PAGE EXCERPT ▸
Yet falling short of a national championship as a player stuck with her. When South Carolina claimed the 2017 NCAA title, it exorcised some long-held demons for Staley, who had miniature replicas of the trophy made and sent, along with a note of gratitude, to all those who had been a part of her journey, going back to high school.

Gusky was surprised, and touched, by the trophy — now displayed in her home office. A deputy vice president for the Federal Aviation Administration, she’s far from the sports world these days, other than coaching her 9-year-old son’s basketball team. But this symbol of the forever bond between teammates brought back great memories, including all she admired about Staley.

“She had a remarkable impact on me,” Gusky said. “Everyone talks about Dawn’s competitiveness, but she was a big part of what felt like a very professional atmosphere at [Virginia]. We treated basketball respectfully. We had fun as well, but we knew what we were there to accomplish. If you had told me back then who Dawn was going to become, it would have been no surprise whatsoever.”

As a player, Dawn Staley starred on Virginia teams that lost in three consecutive trips to the Final Four. In 2017, Staley guided South Carolina to the NCAA championship. Ron Jenkins/Getty Images

Yet even after Staley got that first pro job in Spain, the path was still rocky. She had a series of short playing contracts in the winter of 1993-94, taking her to Europe and South America. Her USA Basketball breakthrough came when she made the senior team for the 1994 FIBA World Championship (now called the World Cup), but the U.S. women were upset by Brazil in the semifinals and had to settle for a bronze medal.

Something had to change. The men’s “Dream Team” of NBA stars had steamrollered its Olympic basketball competition in 1992 and become the toast of the Barcelona Games, while the U.S. women had back-to-back bronzes in major competitions. It came in 1995, when the NBA backed a traveling women’s team that toured the world in preparation for the 1996 Atlanta Games — an endeavor that helped launch the WNBA.

In February 1995, Staley was playing in France on her most stable contract to date when she started experiencing knee pain. Not now, she thought, aware the trials were that spring to make the USA squad. She had to leave her French team.

She was able to get treatment on her knee back home in the United States, and managed to make Team USA. But even the 1996 Olympic tournament, in which the Americans started their current gold-medal streak, was another learning experience for Staley, who came off the bench behind Teresa Edwards.

“I didn’t know when I was going to play, but I knew I had to stay ready,” she said. “I just had to wait my turn.”

Dawn Staley was the U.S. flag-bearer at the 2004 Athens Olympics. Stuart Franklin/Getty Images

Edwards was still the starter in the 2000 Olympics, too, although Staley led the team in assists in the Sydney Games. By 2004, Staley was the venerable vet, moving into the starting role. She led in assists again, was the U.S. flag bearer and handed off the symbolic torch to fellow guards Bird and Taurasi.

Guard Ruthie Bolton played with Staley on two Olympic and two World Championship teams. She remembers a brief period of losing her shooting confidence at the 1998 World Championship. Staley wouldn’t have it.

SUPPLIED RECORDS ▸

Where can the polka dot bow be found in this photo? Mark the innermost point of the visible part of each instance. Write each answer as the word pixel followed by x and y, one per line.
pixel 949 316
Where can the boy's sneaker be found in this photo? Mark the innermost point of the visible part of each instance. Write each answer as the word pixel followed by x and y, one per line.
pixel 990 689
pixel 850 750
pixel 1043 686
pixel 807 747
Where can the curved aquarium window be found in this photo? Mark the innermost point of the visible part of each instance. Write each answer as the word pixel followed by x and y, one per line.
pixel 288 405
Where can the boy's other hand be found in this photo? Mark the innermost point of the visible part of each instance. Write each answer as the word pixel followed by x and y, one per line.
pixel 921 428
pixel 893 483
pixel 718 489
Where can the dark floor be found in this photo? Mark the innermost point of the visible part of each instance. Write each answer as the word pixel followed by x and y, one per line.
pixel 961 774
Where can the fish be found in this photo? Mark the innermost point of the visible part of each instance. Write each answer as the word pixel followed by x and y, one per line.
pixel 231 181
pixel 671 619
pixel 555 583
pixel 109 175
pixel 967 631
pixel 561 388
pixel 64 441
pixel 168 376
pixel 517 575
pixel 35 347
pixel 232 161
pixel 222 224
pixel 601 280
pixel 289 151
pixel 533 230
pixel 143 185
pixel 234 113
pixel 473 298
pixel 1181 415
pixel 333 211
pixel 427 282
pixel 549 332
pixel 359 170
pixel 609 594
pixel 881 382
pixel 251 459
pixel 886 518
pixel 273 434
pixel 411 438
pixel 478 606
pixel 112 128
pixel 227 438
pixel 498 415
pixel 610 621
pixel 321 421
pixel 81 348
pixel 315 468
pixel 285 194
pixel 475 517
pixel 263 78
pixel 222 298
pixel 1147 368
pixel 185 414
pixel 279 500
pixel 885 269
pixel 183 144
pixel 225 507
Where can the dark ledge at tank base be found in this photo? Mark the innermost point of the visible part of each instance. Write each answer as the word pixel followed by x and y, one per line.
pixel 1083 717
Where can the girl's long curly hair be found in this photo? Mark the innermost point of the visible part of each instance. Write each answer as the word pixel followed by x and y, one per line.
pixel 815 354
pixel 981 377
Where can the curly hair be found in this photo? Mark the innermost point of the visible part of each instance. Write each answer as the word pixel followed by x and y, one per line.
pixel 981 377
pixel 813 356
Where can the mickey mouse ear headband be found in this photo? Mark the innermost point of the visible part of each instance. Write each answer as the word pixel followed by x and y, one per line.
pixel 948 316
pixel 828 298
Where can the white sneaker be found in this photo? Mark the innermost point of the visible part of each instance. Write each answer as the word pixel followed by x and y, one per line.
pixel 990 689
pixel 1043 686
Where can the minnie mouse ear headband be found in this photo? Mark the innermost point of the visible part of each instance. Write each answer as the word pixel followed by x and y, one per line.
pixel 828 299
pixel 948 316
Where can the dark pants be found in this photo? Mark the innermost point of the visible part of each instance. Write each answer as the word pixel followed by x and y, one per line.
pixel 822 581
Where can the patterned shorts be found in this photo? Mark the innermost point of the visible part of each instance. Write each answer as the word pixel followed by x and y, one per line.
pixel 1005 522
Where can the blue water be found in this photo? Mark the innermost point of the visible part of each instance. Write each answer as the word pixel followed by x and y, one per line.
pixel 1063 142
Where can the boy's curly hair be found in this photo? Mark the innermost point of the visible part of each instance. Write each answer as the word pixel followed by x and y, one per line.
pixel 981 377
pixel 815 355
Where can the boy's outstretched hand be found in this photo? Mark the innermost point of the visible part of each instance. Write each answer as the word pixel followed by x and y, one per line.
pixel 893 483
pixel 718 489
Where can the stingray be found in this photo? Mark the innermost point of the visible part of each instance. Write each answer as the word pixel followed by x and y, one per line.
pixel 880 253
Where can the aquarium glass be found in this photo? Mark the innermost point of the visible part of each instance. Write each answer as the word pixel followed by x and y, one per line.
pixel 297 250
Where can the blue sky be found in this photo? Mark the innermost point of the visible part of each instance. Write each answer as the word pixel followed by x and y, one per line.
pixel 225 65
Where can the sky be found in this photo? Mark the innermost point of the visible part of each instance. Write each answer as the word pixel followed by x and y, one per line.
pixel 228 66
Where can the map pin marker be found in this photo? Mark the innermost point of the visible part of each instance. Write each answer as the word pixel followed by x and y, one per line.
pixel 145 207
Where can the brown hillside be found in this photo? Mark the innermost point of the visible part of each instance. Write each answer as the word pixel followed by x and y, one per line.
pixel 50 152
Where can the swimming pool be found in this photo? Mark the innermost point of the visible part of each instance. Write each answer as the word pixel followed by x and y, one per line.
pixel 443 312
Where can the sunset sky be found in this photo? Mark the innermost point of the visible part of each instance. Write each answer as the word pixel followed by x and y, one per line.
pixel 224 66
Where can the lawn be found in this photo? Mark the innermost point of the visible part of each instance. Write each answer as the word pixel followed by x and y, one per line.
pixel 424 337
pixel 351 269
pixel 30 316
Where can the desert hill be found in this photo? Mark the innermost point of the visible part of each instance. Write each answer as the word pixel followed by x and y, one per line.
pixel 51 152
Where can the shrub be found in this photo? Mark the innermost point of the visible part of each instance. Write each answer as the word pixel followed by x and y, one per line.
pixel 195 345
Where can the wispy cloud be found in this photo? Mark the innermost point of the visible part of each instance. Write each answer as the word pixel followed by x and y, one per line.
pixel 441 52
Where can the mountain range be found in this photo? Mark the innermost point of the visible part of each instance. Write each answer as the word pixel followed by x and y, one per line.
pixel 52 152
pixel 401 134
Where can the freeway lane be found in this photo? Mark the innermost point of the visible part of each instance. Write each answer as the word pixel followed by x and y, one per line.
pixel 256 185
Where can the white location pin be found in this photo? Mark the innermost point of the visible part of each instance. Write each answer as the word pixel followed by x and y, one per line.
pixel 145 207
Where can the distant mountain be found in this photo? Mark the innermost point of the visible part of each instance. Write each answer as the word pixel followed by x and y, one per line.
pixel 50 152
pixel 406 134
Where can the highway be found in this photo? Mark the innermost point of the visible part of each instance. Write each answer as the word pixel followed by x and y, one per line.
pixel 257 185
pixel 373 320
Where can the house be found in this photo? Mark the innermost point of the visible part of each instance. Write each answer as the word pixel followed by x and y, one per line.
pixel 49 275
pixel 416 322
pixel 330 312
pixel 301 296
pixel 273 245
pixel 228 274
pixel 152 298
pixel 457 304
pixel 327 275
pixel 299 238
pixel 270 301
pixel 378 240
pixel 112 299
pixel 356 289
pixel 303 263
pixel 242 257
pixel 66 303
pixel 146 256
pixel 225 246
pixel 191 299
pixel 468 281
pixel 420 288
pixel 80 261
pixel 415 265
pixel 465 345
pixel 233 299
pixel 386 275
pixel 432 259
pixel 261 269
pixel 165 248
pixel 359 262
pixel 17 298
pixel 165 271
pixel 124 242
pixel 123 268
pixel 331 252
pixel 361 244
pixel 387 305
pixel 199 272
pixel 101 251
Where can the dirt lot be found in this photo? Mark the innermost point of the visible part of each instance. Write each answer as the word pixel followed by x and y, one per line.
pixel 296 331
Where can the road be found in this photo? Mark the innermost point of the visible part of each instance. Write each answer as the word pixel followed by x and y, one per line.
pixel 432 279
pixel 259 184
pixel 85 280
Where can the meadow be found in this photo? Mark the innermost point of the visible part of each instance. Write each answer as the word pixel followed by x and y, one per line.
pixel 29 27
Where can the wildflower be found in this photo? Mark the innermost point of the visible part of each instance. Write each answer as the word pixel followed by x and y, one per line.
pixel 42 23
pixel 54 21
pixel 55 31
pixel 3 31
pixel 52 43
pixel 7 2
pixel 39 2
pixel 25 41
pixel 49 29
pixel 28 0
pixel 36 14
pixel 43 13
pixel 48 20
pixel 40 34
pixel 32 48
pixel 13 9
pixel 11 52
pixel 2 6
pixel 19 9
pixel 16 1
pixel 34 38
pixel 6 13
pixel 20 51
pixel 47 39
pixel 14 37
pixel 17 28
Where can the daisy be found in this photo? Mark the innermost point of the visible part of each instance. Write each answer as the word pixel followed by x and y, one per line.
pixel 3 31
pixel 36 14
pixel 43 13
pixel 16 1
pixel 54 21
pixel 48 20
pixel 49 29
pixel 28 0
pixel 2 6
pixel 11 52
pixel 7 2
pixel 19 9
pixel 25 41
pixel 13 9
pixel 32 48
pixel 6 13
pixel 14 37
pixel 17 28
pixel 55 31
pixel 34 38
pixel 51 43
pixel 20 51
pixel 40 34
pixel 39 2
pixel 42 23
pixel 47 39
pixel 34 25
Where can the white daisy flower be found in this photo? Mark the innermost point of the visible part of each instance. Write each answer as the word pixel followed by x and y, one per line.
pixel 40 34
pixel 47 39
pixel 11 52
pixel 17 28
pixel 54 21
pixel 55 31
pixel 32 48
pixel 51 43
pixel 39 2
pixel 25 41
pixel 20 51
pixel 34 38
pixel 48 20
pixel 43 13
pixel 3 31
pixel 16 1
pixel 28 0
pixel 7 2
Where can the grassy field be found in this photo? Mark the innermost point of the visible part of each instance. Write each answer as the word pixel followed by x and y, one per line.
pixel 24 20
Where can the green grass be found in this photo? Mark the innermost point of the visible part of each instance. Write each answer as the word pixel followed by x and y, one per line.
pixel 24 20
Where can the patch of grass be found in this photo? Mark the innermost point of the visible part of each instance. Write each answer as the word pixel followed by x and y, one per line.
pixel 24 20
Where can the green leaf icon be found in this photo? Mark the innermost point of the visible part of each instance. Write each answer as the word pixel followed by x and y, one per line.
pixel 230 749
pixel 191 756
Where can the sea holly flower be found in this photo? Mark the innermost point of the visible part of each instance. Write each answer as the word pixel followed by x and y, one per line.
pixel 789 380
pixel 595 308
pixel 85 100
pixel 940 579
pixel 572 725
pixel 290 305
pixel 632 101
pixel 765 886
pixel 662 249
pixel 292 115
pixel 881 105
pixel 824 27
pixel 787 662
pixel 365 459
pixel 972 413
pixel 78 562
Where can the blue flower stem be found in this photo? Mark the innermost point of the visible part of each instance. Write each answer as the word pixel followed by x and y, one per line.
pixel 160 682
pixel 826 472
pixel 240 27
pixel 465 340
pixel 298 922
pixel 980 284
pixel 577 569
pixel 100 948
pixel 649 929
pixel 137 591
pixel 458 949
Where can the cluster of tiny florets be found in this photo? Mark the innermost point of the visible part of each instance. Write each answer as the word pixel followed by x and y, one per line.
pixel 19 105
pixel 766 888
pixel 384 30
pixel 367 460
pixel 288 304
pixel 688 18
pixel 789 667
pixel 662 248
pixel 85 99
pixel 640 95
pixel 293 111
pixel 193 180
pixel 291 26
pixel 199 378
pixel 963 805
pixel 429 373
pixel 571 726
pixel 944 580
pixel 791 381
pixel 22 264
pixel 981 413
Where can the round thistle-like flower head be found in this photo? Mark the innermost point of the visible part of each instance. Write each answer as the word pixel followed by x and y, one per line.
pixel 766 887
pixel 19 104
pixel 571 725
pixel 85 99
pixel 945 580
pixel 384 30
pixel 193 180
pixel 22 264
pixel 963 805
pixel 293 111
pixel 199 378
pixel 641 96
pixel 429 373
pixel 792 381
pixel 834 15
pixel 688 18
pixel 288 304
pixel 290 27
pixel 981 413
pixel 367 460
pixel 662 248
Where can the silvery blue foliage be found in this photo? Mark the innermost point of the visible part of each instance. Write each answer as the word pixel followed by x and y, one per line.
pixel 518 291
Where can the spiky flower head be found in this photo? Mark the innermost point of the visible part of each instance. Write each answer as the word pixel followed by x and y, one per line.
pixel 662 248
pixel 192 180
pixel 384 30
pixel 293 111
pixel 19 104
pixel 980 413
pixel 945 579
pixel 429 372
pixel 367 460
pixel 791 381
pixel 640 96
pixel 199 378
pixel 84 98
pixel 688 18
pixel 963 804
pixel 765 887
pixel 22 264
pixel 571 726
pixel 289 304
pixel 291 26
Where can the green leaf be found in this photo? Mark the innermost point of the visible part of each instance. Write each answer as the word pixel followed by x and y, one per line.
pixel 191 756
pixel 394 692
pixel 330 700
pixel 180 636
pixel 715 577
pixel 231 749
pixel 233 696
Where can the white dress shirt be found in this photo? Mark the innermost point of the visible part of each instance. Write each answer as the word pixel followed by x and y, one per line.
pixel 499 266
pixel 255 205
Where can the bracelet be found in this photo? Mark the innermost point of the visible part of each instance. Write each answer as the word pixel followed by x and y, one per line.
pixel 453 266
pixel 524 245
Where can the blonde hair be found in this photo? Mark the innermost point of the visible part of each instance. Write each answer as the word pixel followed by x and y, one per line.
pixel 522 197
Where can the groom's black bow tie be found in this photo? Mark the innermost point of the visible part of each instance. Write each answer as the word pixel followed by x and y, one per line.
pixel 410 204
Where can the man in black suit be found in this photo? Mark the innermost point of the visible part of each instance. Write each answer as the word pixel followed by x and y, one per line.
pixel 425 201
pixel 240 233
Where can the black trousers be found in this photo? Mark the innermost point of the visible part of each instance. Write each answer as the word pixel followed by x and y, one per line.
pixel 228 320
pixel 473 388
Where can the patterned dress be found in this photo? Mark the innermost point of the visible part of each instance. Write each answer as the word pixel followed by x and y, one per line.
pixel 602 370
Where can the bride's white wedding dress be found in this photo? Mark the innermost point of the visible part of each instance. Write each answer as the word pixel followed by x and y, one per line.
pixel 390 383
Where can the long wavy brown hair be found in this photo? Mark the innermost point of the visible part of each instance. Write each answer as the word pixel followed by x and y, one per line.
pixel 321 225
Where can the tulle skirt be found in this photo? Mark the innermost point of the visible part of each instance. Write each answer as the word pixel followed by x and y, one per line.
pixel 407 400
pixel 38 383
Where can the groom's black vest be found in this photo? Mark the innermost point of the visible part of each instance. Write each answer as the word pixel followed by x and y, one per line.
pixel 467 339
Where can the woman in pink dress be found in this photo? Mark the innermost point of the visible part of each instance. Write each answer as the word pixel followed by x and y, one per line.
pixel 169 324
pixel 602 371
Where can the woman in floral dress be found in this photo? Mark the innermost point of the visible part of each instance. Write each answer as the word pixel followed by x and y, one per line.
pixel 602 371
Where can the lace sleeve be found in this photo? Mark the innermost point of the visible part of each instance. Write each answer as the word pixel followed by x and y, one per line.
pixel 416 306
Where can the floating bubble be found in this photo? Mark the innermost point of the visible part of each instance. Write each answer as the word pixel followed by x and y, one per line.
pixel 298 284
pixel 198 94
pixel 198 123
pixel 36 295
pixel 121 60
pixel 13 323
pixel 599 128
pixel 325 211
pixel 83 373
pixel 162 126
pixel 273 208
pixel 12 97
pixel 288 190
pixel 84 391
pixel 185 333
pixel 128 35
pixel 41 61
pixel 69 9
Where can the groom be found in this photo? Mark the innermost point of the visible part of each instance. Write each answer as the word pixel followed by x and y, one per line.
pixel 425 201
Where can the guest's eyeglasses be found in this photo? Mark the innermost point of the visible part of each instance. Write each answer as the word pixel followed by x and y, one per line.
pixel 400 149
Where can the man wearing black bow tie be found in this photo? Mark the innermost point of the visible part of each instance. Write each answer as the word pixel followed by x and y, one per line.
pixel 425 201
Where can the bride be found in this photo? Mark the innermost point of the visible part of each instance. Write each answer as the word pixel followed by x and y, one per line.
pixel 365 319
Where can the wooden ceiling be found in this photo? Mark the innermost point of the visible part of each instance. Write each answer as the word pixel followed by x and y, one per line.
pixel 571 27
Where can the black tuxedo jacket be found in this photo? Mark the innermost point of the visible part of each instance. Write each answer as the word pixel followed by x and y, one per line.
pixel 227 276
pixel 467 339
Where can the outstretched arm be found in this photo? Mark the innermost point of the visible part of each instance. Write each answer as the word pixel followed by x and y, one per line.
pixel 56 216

PROBLEM DETAILS ▸
List every Olympic Games mentioned in the Dawn Staley profile, giving the year and host city of each. Rely only on the text itself.

SOLUTION FOR THIS EXERCISE ▸
- 1992: Barcelona
- 1996: Atlanta
- 2000: Sydney
- 2004: Athens